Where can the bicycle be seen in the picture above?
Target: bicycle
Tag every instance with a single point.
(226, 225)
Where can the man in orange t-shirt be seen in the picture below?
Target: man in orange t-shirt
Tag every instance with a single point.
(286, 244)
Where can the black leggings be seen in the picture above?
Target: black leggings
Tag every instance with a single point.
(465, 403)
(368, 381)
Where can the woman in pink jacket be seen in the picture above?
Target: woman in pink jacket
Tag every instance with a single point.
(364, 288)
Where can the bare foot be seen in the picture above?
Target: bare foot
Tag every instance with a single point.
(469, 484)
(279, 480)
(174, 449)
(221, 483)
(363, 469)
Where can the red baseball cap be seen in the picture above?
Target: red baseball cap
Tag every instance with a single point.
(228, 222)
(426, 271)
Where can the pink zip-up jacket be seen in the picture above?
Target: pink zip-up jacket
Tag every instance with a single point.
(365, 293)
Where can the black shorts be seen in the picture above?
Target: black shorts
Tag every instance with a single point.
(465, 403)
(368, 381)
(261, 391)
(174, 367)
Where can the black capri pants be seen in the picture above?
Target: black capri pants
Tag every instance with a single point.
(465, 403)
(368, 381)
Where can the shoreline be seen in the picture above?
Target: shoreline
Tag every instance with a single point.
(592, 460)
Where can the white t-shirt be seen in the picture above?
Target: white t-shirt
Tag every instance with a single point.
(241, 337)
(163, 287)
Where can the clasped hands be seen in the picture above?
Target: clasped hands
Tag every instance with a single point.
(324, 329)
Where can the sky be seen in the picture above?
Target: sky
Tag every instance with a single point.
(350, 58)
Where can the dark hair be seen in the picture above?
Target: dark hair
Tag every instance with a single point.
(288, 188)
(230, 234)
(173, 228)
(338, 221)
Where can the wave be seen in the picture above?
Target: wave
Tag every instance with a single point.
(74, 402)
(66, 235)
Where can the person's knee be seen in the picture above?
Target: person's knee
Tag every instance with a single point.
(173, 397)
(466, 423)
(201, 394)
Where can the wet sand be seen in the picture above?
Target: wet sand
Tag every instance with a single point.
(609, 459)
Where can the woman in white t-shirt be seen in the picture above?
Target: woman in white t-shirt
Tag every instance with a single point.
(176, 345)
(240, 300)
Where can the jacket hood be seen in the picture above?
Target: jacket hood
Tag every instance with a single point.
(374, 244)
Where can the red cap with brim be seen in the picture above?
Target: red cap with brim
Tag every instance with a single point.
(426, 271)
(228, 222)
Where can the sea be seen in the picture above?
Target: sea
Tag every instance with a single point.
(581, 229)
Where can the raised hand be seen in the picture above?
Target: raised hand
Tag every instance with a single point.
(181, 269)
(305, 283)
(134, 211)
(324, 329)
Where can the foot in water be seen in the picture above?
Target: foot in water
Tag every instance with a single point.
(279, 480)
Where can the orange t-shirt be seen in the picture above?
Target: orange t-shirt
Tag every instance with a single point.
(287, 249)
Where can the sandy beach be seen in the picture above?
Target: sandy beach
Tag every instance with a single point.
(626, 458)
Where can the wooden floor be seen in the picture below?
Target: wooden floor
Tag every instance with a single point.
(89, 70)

______________________________

### [GIVEN TASK]
Copy out all of the material above line by line, keeping every word, mark and number unchanged and in the same order.

### [ANSWER TO THE PROBLEM]
Where can the bicycle be seen in the picture above?
Target: bicycle
Tag every instance with a single point.
(226, 225)
Where can the man in orange t-shirt be seen in the picture below?
Target: man in orange t-shirt
Tag every instance with a single point.
(286, 244)
Where can the black leggings be seen in the picture above?
Target: black leggings
Tag every instance with a single point.
(465, 403)
(368, 381)
Where can the woman in pink jacket be seen in the picture above?
Target: woman in pink jacket
Tag every instance with a single point.
(364, 288)
Where can the bare foot be seen in the picture above?
Target: bare foot
Tag every instance with a single point.
(469, 484)
(279, 480)
(174, 449)
(221, 483)
(363, 469)
Where can the red baseball cap be seen in the picture above?
Target: red baseball cap
Tag every instance with a single point.
(228, 222)
(426, 271)
Where can the pink zip-up jacket be seen in the picture above?
Target: pink zip-up jacket
Tag every instance with a single point.
(365, 293)
Where can the black shorts be seen in the picture above?
Target: black shorts
Tag every instance with a single point.
(465, 403)
(368, 381)
(261, 391)
(174, 367)
Where can the black capri pants be seen in the picture above?
Target: black capri pants
Tag every instance with a single point.
(465, 403)
(368, 381)
Where can the shoreline be seen in the picture above?
Target: shoreline
Tag every instance with a single point.
(592, 460)
Where can the white t-shirt be seen in the picture above?
Target: white t-shirt
Tag every instance with a single point.
(241, 337)
(163, 287)
Where can the clasped hands be seen in the picture above?
Target: clasped hands
Tag every instance with a single point.
(324, 329)
Where can the sky be seen in the picture above?
Target: sky
Tag every instance with a single point.
(350, 58)
Where can the dark hair be seen in the picture above?
Target: dark hair
Tag every instance with a single point.
(288, 188)
(230, 234)
(173, 228)
(338, 221)
Where can the wave be seen in the picture above?
Target: wave
Tag every instance with a single point.
(74, 402)
(66, 235)
Where can the person's knee be seen in the picture above?
Target: person's knee
Tag every instance with a single point.
(173, 397)
(466, 423)
(201, 394)
Where can the wet sand be seen in the picture above?
Target: wet sand
Tag every instance with a single point.
(609, 459)
Where can the woman in white t-shirt be seen in the picture above?
Target: woman in white t-shirt
Tag every instance with a single point.
(176, 345)
(240, 300)
Where can the jacket hood be seen in the picture above?
Target: jacket hood
Tag every instance with a single point.
(374, 244)
Where can the red cap with brim be seen in the picture above?
Target: red cap with brim
Tag every instance with a single point.
(426, 271)
(228, 222)
Where can the sea be seen in the picture above?
Target: sea
Tag every instance with a single point.
(581, 229)
Where can the raised hand be seen in the picture above?
Target: raised hand
Tag every instance with a single point.
(181, 269)
(305, 283)
(134, 211)
(324, 329)
Where can the foot in water be seen in the picture above?
Target: foot in water
Tag every instance with a single point.
(279, 480)
Where can the orange t-shirt be seen in the picture above?
Target: orange t-shirt
Tag every instance with a single point.
(287, 249)
Where can the sandy beach be seen in the picture above?
Target: sandy beach
Tag every instance with a single point.
(626, 458)
Where can the wooden floor be seen in the picture below?
Target: wooden floor
Tag every instance with a single point.
(89, 70)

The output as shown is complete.